• What is required
Return each line of the records with nothing changed, pictures excepted.

(Image object location entries)
★ ★ ★

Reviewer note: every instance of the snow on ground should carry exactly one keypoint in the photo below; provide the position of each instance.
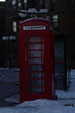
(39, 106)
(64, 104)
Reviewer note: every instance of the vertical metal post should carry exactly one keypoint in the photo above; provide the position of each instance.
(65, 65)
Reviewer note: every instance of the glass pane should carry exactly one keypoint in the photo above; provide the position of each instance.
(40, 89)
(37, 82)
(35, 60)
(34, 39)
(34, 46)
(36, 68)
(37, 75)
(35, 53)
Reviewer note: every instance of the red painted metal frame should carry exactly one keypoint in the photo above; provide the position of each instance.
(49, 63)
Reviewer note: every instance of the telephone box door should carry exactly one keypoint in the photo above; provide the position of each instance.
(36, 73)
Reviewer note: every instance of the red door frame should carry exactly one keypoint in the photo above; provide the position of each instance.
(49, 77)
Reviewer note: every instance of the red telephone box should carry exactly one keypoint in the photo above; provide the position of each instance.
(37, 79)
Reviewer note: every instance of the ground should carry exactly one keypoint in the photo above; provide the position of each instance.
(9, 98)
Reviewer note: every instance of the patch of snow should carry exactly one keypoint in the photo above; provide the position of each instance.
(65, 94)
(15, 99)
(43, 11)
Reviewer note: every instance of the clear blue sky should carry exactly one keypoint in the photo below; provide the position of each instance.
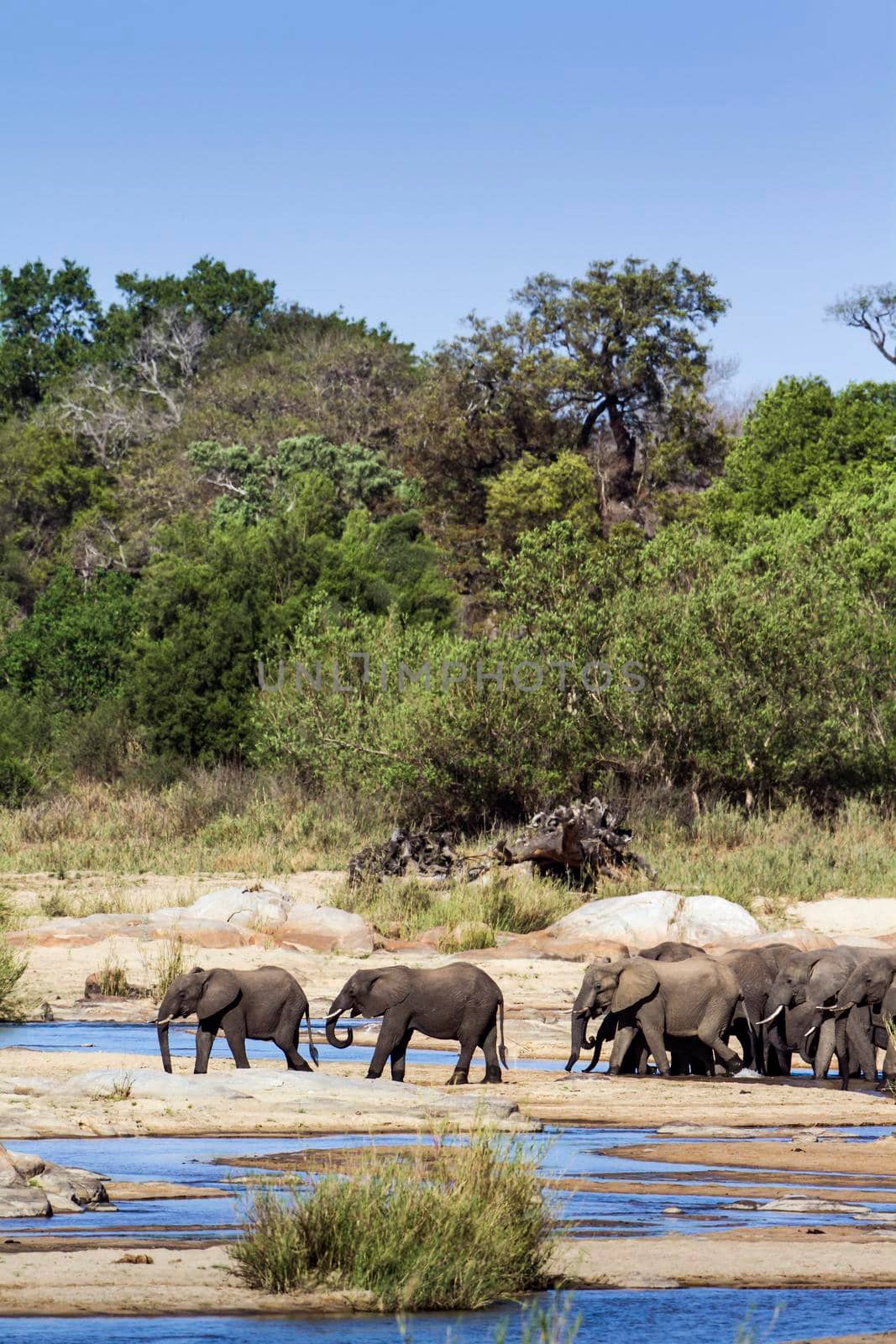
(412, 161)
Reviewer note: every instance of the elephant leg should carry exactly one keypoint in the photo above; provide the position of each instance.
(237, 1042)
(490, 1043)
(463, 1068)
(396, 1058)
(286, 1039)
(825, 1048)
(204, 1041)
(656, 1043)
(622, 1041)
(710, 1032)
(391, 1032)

★ ★ ★

• Answer for the task
Reviewer note: every instance of the snow on ground should carry exactly one keypoint in the photo below; provide the position of each instance.
(39, 106)
(64, 104)
Reviewer note: every instance of the vertical metal post should carry exactly one keypoint in the photo above; provide the position of each instance.
(65, 65)
Reviewer note: every instance of the glass pane should carry exactly one keypoint in the photo above; provide the position of each instance.
(40, 89)
(37, 82)
(35, 60)
(34, 39)
(34, 46)
(36, 68)
(37, 75)
(35, 53)
Reviewer note: every instance of the red painted metal frame should carry exactly one keypoint in the photo above; provide the position of each instance.
(49, 63)
Reviewer note: every instance of the telephone box door should carry exactly one keypoint in the photo above; provide the position of each instance.
(36, 73)
Reviewer note: every instance of the red door frame should carry exactly one keypoint in the photo above; provide the position of each instance.
(49, 77)
Reviewer note: every instance of the red telephone box should carry exactly one keypoint in the photo above; provide the position of each instance.
(37, 79)
Reviewer note: every instance of the ground should carry exactly one keypoint in the photo above; provide the position of each instance.
(9, 98)
Reviewer note: every instance of the patch of snow should carry exactly one keypoint in the photo above; provide the position of each instance.
(65, 94)
(15, 99)
(43, 11)
Reviewer note: every instance of the clear blue sky should carry exactly one keypoint in the photo below; provide the position of each instance.
(412, 161)
Reviewer note: every instance of the elephant leg should carry exactly one keypoint in the photo above; provide the position of each instance.
(237, 1042)
(490, 1043)
(463, 1068)
(396, 1058)
(286, 1039)
(825, 1048)
(204, 1041)
(656, 1043)
(622, 1041)
(710, 1032)
(391, 1032)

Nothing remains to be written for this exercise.